# EXERCISE DETAILS:
Take the entries below and print only the lines from the one with "TASK = locate one point per instance of the white cabinet" through the one with "TARGET = cabinet door", exactly as they stand, both ends included.

# PROVIDED RECORDS:
● ● ● ●
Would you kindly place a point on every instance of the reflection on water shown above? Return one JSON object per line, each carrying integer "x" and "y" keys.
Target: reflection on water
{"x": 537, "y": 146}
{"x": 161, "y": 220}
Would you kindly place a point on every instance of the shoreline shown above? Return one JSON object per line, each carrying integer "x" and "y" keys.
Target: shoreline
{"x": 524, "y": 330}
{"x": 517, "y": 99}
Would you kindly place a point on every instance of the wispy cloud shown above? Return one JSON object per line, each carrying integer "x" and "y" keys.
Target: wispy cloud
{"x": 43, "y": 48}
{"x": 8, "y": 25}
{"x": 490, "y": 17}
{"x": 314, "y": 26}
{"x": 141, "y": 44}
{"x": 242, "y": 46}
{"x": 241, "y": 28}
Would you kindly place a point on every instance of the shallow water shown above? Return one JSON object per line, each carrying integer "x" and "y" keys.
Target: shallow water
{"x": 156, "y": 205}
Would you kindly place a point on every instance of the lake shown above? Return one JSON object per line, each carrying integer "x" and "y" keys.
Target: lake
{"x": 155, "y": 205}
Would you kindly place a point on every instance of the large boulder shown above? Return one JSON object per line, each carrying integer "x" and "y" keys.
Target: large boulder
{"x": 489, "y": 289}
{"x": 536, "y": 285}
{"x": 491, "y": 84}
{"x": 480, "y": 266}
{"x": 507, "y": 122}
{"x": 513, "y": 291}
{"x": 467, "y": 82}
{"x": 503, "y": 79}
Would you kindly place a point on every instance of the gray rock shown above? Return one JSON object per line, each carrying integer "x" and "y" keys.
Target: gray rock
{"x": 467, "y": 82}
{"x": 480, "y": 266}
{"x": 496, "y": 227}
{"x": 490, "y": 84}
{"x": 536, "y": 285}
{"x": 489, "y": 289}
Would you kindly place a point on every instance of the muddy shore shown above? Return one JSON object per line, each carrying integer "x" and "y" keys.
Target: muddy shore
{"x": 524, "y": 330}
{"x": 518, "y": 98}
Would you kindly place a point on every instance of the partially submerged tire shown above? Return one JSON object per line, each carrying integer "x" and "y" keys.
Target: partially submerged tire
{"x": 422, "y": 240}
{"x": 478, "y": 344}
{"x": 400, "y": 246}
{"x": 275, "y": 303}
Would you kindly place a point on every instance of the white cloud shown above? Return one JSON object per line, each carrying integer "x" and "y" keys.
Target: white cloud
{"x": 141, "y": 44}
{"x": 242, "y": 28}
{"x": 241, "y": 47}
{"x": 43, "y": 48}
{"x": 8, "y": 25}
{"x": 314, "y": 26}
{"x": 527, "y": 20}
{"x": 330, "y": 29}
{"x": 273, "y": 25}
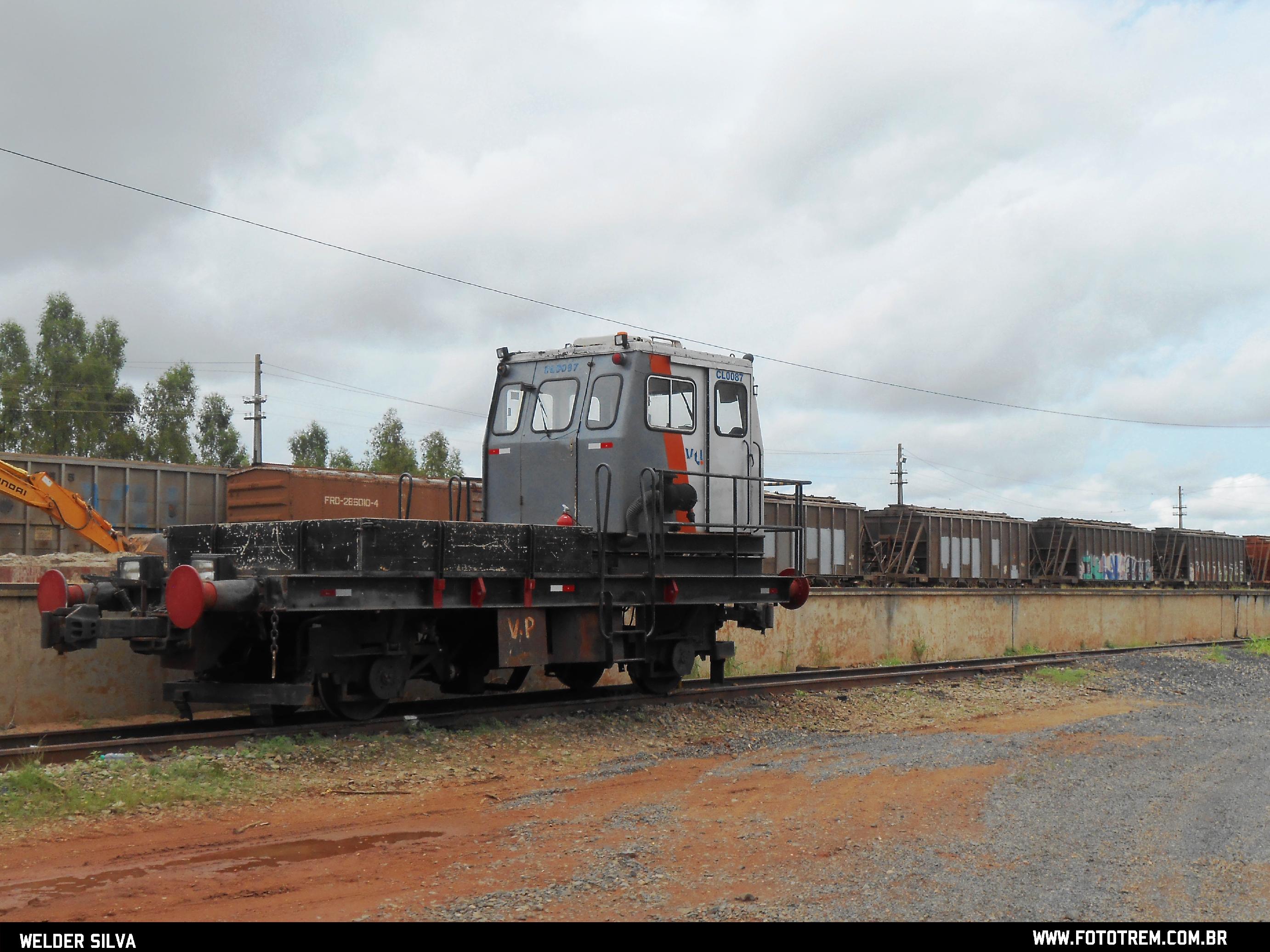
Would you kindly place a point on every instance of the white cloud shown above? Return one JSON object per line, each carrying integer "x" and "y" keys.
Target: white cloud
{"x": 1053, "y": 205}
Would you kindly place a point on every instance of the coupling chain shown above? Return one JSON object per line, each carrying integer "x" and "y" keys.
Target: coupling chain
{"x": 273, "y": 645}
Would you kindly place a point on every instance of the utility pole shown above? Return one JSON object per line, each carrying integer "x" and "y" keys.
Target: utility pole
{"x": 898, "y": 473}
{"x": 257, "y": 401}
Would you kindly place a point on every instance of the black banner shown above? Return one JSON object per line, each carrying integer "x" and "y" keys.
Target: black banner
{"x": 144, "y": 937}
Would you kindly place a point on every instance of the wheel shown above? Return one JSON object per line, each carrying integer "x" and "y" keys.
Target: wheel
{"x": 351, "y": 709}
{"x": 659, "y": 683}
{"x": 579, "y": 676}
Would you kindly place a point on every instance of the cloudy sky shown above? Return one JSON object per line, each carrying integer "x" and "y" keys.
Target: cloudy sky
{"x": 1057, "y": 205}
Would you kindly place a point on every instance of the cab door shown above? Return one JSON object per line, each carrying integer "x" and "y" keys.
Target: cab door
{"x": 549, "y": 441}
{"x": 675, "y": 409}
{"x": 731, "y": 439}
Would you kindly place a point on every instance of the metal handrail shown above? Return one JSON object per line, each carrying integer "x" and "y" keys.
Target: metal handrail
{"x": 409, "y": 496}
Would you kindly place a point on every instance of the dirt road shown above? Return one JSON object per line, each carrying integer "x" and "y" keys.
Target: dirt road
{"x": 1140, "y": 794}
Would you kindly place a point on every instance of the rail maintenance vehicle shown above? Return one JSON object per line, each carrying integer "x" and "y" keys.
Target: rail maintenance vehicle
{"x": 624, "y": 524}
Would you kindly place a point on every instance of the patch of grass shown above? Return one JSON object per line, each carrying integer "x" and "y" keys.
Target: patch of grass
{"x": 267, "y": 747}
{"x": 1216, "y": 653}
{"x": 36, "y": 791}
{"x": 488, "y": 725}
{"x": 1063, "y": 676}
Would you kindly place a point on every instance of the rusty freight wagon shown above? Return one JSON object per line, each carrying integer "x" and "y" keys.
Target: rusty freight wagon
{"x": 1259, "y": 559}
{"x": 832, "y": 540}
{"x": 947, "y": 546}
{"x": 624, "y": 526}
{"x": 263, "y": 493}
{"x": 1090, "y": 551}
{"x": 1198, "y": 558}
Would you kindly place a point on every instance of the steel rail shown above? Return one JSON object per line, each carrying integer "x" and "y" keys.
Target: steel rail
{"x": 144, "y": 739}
● ● ● ●
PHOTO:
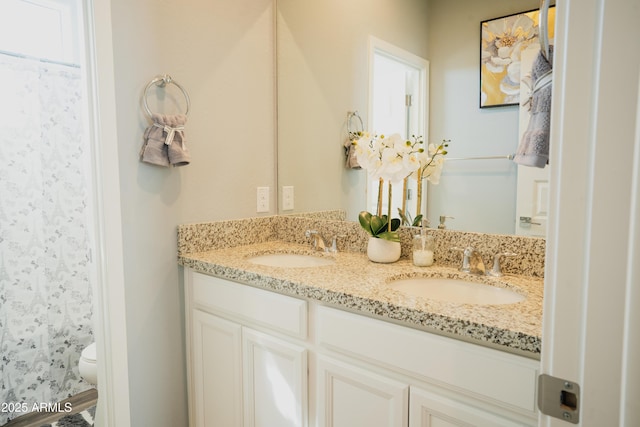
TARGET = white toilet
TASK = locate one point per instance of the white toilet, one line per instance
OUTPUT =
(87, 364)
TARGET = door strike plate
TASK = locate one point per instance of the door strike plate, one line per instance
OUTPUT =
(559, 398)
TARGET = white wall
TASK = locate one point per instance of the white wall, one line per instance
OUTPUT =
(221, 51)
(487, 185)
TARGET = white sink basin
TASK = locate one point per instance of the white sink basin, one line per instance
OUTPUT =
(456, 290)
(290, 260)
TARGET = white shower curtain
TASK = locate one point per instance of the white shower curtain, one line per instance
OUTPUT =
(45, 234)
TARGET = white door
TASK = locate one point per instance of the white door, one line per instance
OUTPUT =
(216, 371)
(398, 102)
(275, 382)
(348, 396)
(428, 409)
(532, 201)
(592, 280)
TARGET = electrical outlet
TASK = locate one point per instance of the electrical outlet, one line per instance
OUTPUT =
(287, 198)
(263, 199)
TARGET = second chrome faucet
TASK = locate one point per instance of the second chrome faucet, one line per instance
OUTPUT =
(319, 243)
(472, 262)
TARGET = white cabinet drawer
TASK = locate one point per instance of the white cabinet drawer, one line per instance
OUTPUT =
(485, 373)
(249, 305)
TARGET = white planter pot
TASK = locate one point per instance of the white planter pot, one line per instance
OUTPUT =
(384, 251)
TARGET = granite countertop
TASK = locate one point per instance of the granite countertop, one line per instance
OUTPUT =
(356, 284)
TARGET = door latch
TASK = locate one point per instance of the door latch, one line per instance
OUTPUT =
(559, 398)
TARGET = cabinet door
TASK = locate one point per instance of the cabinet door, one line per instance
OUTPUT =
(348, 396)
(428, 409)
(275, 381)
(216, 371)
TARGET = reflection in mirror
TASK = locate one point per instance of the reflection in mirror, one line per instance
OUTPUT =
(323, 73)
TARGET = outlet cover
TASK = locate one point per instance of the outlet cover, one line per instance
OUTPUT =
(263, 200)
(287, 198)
● ● ● ●
# WRITTEN ANSWER:
TASK = locate one point per instance of the white cabinet drawer, one line per instance
OUTPUT =
(485, 373)
(249, 305)
TARGET = white planter pot
TASK = locate one point per instance of the white planter pot, one line per instance
OUTPUT =
(384, 251)
TARGET = granite countertop
TASK = locate one point per instance of the granite countertop, one line per instance
OUTPUT =
(356, 284)
TARGET = door latch
TASK = locate one point per instance of the door latch, one line per instance
OUTPUT =
(559, 398)
TARGET = cabinet door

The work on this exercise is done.